REQUIRED TASK 1: Shorten the paragraph of the deployment guide that begins "With recent deprecation of Heroku's free plan" while keeping its main facts.
REQUIRED TASK 2: In the records, change "instance" to "occurrence" and keep everything else the same.

DOCUMENT PASSAGE:
________________________________________

With recent deprecation of Heroku's free plan we've been looking for other free alternatives and found out Render.com.
Let's see how we can deploy a full-stack MERN app with Render.com.
For this post we will assume that the structure of our app is as following:
root
server
index.js
package.json
client
package.json
package.json
package.json
files in server
and client
folder manage packages for the server and client respectively. In the root folder we need another package.json
file to manage the deployment, similar to how we handled it with Heroku 🪦:
{
"name": "nameofyourapp",
"version": "1.0.0",
"description": "some description",
"main": "./server/index.js",
"scripts": {
"test": "echo \"Error: no test specified\" && exit 1",
"start": "cd ./server && node index.js"
},
"engines": {
"node": "16.x"
},
"keywords": [],
"author": "",
"license": "ISC",
"dependencies": {
"argon2": "^0.28.4",
"cors": "^2.8.5",
"dotenv": "^16.0.0",
"express": "^4.17.2",
"jsonwebtoken": "^8.5.1",
"mongoose": "^6.2.1",
"validator": "^13.7.0"

________________________________________

DATA IN THIS EXERCISE:
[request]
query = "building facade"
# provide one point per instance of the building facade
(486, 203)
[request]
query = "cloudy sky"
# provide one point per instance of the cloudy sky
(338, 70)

________________________________________

EXERCISE SOLUTION 1: After Heroku's free plan was deprecated, we looked for free alternatives and found Render.com.

EXERCISE SOLUTION 2:
[request]
query = "building facade"
# provide one point per occurrence of the building facade
(486, 203)
[request]
query = "cloudy sky"
# provide one point per occurrence of the cloudy sky
(338, 70)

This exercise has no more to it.